So first off I work in heaven by US standards. mwhybar's SO works at someplace on the opposite end of the spectrum - there's no rule that you need to make it easy for people to take time off and in some workplaces people have to jump through serious hoops to get time off. And clearly it's done to deter people from taking their time off. It is definite bullshit, but per the comments about labour protection, in many state there sin't much labour protection and complaining that you can't take your vacation isn't going to get you very far.

it is your boss's problem

practically everything is the employee's problem in the US, including performance reviews. It's farcical.
posted by GuyZero at 2:56 PM on August 18, 2017 [6 favorites]


Metafilter: where life's too short and capitalism wants to kill you.
posted by eviemath at 3:17 PM on August 18, 2017


hurry gurdy girl, prepping for upcoming classes is work, not vacation!
posted by eviemath at 3:19 PM on August 18, 2017 [1 favorite]


'By the time we finally turn on our out-of-office messages, we’re beyond stressed, and we know that we’ll have an even bigger pile of work waiting for us when we return. What a nightmare.'

This reads like one of those fake infomerical problems.

# # #

• **Stated problem 1**:
In the comment thread about taking vacation time, what does GuyZero say practically everything is in the US, including performance reviews?
• **Stated problem 2**:
Reproduce the part of the comment thread about taking vacation time starting with "So first off" and going on through "you very far.".

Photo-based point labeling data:

# # #

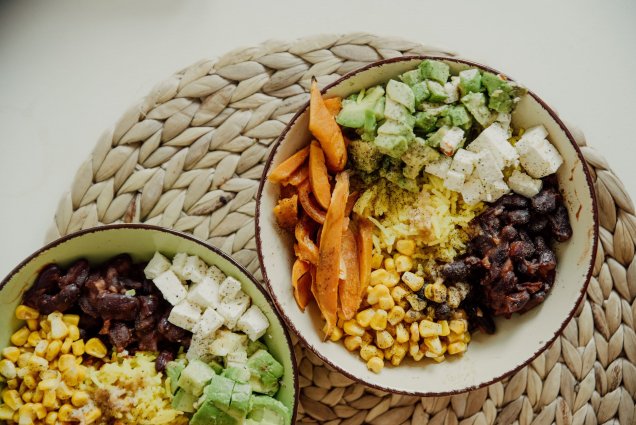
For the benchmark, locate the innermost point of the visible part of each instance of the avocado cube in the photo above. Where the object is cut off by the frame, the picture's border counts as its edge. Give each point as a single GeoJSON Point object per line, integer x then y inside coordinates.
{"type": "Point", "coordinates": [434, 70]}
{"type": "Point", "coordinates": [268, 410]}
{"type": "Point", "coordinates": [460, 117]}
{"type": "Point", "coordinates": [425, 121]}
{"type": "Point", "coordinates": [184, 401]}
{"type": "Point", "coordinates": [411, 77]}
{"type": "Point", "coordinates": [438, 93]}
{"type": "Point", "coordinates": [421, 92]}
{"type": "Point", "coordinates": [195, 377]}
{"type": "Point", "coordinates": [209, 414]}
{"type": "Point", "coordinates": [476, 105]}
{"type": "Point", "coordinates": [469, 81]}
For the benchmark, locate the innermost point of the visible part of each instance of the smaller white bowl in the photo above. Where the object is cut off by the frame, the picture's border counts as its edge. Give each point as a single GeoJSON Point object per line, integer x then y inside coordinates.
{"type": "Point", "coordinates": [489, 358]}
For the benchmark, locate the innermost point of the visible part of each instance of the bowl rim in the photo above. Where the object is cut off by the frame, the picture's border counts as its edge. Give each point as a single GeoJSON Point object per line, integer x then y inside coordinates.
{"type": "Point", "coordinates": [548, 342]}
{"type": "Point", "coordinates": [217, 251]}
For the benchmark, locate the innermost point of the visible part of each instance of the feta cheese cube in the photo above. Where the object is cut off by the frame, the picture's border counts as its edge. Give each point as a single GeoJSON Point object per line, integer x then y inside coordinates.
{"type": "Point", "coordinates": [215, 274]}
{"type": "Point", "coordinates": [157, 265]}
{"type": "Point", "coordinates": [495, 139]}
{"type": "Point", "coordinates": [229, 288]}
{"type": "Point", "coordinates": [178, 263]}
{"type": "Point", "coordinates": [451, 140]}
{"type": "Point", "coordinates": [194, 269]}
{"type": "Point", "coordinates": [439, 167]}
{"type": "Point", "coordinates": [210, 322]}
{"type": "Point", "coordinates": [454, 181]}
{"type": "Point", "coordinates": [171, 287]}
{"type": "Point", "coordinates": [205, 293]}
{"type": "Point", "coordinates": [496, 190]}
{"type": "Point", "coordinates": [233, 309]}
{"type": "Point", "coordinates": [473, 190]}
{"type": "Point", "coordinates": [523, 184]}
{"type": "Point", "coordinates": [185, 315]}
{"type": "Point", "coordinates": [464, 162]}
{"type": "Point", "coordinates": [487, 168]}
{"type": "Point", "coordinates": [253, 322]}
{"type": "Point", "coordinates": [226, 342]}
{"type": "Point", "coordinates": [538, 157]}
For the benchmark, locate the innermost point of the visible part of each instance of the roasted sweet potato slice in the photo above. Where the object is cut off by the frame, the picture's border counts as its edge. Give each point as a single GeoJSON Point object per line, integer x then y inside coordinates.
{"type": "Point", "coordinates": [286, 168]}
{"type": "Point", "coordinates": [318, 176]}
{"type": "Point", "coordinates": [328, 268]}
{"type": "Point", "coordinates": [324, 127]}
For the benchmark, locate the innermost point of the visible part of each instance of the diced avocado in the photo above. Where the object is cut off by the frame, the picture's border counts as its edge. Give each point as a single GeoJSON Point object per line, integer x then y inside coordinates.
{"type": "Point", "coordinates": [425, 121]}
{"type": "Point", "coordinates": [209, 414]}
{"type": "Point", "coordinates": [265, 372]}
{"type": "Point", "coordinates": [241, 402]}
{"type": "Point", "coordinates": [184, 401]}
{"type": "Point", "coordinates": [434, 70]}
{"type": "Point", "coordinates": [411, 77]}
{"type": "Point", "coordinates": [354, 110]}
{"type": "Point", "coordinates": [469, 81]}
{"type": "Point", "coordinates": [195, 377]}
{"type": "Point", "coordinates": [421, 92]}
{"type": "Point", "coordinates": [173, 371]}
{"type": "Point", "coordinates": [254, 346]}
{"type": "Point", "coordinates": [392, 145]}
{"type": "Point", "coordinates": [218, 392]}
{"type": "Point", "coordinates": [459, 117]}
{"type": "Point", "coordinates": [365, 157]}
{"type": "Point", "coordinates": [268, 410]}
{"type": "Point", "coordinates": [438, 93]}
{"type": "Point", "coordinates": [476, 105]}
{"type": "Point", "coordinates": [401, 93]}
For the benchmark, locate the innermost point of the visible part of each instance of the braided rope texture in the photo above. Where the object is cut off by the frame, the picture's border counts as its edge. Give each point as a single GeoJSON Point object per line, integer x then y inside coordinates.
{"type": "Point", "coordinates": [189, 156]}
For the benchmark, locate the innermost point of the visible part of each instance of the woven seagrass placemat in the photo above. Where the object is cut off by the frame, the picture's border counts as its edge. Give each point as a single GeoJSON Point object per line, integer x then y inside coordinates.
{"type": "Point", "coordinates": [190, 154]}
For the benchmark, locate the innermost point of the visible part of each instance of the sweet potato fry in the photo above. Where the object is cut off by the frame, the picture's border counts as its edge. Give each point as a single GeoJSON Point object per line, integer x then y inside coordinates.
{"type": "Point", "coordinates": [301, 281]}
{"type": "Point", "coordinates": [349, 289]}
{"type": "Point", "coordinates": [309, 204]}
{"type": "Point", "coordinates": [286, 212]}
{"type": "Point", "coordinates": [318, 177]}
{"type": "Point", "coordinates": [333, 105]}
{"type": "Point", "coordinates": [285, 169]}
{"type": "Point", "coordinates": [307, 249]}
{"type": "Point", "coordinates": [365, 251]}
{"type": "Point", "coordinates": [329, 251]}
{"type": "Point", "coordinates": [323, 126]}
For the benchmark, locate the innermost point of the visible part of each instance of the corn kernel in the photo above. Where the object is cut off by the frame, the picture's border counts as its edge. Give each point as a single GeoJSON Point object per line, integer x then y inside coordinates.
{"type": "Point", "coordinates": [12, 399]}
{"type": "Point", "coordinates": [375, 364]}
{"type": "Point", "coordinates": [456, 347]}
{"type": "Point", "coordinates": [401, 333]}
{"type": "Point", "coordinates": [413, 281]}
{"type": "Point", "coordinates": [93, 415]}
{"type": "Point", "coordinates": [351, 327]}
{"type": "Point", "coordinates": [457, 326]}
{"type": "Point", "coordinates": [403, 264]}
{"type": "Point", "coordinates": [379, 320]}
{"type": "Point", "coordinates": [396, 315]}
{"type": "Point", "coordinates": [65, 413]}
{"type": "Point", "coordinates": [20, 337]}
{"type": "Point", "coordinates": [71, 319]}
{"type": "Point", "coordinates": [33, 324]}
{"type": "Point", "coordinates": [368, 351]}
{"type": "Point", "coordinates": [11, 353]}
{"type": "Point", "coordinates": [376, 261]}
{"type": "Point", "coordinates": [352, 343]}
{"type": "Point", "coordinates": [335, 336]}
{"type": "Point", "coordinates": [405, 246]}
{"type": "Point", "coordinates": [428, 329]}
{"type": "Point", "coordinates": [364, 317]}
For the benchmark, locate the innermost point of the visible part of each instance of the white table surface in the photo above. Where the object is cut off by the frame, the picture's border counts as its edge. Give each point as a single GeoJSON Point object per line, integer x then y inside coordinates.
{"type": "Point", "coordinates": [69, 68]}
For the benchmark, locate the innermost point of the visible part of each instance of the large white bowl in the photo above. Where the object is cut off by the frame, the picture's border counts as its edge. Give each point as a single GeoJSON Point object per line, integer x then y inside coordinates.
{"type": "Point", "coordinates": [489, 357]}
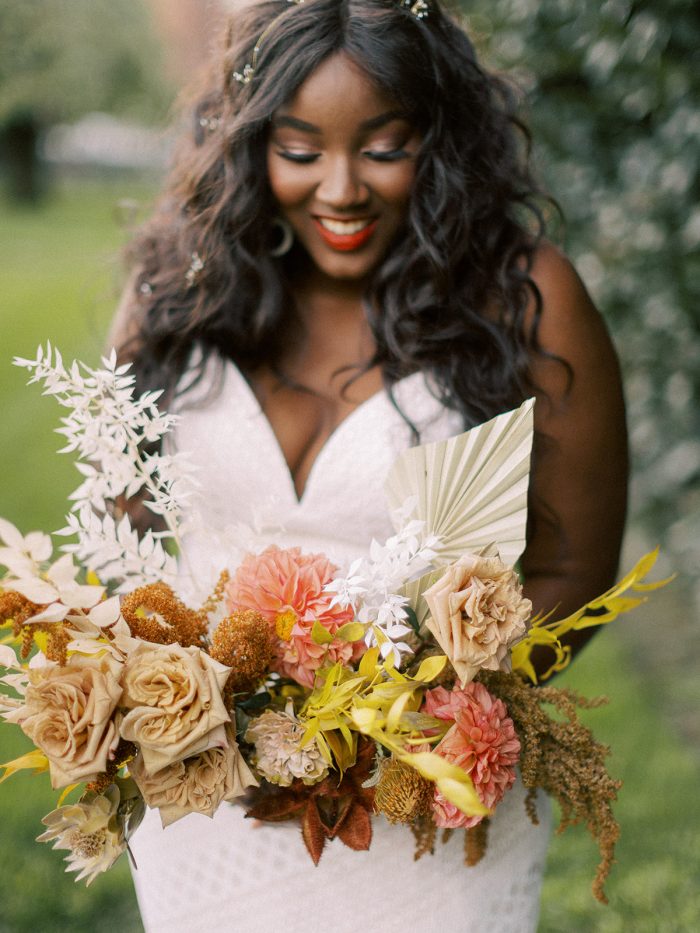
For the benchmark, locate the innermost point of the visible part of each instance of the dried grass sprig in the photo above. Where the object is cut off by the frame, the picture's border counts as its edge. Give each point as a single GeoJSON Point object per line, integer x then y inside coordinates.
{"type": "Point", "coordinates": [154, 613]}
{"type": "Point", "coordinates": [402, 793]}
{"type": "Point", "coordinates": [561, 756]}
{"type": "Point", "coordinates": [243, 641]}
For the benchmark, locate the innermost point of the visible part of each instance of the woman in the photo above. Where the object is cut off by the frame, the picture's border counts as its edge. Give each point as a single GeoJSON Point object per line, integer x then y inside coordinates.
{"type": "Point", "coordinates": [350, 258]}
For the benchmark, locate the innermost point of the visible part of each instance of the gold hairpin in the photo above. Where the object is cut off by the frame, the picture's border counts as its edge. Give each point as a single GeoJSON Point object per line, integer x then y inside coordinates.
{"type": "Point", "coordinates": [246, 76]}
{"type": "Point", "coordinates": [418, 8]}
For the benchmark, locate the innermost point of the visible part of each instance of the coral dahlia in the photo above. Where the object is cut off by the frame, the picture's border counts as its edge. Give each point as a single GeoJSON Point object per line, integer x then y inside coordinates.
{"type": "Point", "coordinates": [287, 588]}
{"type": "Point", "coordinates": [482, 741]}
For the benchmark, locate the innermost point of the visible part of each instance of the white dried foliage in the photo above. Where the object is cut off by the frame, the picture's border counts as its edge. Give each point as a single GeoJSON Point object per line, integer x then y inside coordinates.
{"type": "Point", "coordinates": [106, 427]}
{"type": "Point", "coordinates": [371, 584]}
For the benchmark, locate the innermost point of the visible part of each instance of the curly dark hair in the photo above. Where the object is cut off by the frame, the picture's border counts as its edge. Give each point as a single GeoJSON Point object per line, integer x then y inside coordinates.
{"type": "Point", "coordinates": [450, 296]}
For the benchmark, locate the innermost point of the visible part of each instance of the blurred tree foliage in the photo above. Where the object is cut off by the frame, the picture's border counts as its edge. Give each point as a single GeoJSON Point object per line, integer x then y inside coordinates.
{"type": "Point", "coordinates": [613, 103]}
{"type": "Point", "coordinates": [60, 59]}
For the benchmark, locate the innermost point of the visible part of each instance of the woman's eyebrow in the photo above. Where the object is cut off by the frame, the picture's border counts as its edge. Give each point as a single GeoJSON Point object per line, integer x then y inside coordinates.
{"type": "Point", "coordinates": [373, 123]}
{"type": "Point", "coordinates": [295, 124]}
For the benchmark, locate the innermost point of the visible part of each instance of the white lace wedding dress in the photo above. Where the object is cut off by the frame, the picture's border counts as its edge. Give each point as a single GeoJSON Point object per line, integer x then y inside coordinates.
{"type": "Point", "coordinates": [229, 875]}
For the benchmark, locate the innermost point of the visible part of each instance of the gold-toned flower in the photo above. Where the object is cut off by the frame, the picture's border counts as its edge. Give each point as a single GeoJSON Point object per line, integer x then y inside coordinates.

# # #

• **Finished answer 1**:
The employee's problem.

• **Finished answer 2**:
So first off I work in heaven by US standards. mwhybar's SO works at someplace on the opposite end of the spectrum - there's no rule that you need to make it easy for people to take time off and in some workplaces people have to jump through serious hoops to get time off. And clearly it's done to deter people from taking their time off. It is definite bullshit, but per the comments about labour protection, in many state there sin't much labour protection and complaining that you can't take your vacation isn't going to get you very far.